- _What is being asked_
Reproduce all of the data exactly.

[Start Information provided]

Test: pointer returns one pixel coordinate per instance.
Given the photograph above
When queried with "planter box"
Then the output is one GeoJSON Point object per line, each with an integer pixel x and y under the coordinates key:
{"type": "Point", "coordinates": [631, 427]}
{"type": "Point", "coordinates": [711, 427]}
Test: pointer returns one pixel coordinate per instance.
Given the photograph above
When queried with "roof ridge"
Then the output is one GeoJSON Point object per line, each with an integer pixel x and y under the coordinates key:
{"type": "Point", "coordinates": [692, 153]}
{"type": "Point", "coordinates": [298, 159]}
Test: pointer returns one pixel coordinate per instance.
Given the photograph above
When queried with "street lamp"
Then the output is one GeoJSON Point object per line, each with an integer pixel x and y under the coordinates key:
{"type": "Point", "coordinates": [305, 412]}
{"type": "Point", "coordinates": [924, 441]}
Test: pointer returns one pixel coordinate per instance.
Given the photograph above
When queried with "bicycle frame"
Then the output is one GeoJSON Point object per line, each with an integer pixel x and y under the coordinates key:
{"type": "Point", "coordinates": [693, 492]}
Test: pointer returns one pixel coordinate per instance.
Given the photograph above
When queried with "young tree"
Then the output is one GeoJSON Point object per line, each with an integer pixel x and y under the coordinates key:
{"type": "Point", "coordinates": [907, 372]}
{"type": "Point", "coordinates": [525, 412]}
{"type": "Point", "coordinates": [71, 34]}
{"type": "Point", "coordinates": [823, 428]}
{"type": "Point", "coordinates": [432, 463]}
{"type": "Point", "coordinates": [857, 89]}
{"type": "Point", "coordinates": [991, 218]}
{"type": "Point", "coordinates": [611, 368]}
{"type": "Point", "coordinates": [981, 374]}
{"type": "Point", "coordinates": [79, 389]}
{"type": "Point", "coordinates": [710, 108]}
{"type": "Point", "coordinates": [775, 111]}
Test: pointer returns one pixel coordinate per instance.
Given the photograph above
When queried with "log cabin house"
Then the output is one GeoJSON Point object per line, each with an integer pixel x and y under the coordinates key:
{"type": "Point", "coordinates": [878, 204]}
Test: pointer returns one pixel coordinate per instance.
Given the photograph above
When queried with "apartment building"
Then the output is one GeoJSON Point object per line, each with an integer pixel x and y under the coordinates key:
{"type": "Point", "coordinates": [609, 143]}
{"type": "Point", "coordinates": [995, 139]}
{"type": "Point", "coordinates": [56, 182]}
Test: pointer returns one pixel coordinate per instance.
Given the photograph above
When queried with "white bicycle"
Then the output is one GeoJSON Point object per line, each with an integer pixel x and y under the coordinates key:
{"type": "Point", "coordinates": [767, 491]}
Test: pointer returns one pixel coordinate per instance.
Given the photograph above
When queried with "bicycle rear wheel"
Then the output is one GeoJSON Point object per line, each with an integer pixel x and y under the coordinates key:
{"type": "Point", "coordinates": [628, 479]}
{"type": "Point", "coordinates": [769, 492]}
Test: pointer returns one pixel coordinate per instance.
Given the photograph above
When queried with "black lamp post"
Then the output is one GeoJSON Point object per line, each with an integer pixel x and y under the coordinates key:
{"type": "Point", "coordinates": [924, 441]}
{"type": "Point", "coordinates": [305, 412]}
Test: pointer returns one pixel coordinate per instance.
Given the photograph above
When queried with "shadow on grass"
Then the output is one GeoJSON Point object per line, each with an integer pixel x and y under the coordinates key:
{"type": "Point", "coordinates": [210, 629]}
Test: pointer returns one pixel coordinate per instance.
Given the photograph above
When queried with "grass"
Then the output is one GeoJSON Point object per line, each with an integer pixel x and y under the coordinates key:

[End Information provided]

- _Solution to this exercise_
Test: pointer returns one pixel coordinate per instance.
Given the photograph above
When queried with "planter box"
Then the output is one GeoJSON Point object per line, each with an integer pixel x and y under the coordinates key:
{"type": "Point", "coordinates": [631, 427]}
{"type": "Point", "coordinates": [711, 427]}
Test: pointer returns one pixel coordinate per instance.
Given the photograph above
When queried with "roof ridge"
Then the output is one GeoJSON Point object per line, each with an integer pixel x and y under the coordinates key:
{"type": "Point", "coordinates": [692, 153]}
{"type": "Point", "coordinates": [298, 159]}
Test: pointer returns one pixel coordinate per instance.
Given the photograph above
When queried with "street lamp"
Then the output is one GeoJSON Point object per line, each with an integer pixel x and y under the coordinates key:
{"type": "Point", "coordinates": [305, 412]}
{"type": "Point", "coordinates": [924, 441]}
Test: pointer returns one pixel coordinate per instance.
Given the photograph above
When queried with "bicycle frame"
Then the output is one GeoJSON Point object per line, each with an integer pixel x and y under the coordinates key:
{"type": "Point", "coordinates": [693, 492]}
Test: pointer returns one pixel coordinate per instance.
Given the photograph above
When queried with "young tree"
Then the output is one GeoJSON Point object per line, each with an integer pixel x and y under the coordinates key:
{"type": "Point", "coordinates": [907, 372]}
{"type": "Point", "coordinates": [525, 412]}
{"type": "Point", "coordinates": [71, 34]}
{"type": "Point", "coordinates": [823, 428]}
{"type": "Point", "coordinates": [432, 463]}
{"type": "Point", "coordinates": [857, 89]}
{"type": "Point", "coordinates": [991, 218]}
{"type": "Point", "coordinates": [611, 368]}
{"type": "Point", "coordinates": [981, 374]}
{"type": "Point", "coordinates": [79, 389]}
{"type": "Point", "coordinates": [710, 108]}
{"type": "Point", "coordinates": [775, 111]}
Test: pointer returns one pixel coordinate per instance.
Given the photograph above
When queried with "log cabin house"
Then the output is one GeoJSON Point object per line, each with an integer pixel x and y under the coordinates key:
{"type": "Point", "coordinates": [878, 204]}
Test: pointer returns one pixel coordinate per instance.
Given the photograph above
When queried with "apartment building"
Then the output is one GeoJSON Point object per line, each with an integer pixel x and y under the coordinates key:
{"type": "Point", "coordinates": [609, 143]}
{"type": "Point", "coordinates": [995, 139]}
{"type": "Point", "coordinates": [56, 182]}
Test: pointer returns one pixel coordinate per instance.
Given the photograph above
When queried with "white bicycle"
Then the output is one GeoJSON Point object per line, each with an integer pixel x and y under the coordinates key:
{"type": "Point", "coordinates": [767, 491]}
Test: pointer returns one pixel coordinate per instance.
Given the photograph above
When queried with "bicycle rear wheel"
Then the output is one GeoJSON Point object per line, each with an integer pixel x and y under the coordinates key:
{"type": "Point", "coordinates": [628, 479]}
{"type": "Point", "coordinates": [769, 492]}
Test: pointer returns one pixel coordinate per instance.
Given the photograph above
When queried with "black lamp post"
Then the output is one GeoJSON Point object per line, each with an integer pixel x and y under the coordinates key:
{"type": "Point", "coordinates": [924, 441]}
{"type": "Point", "coordinates": [305, 412]}
Test: pointer returns one pixel coordinate per instance.
Given the photograph above
When queried with "shadow on grass"
Then the output is one GeoJSON Point object per line, each with an integer pixel x and y under the coordinates key:
{"type": "Point", "coordinates": [210, 629]}
Test: pointer returns one pixel coordinate per instance.
Given the photograph above
When queried with "grass"
Then the output is one GeoJSON Point object per line, each with an integer pixel x and y under the coordinates key:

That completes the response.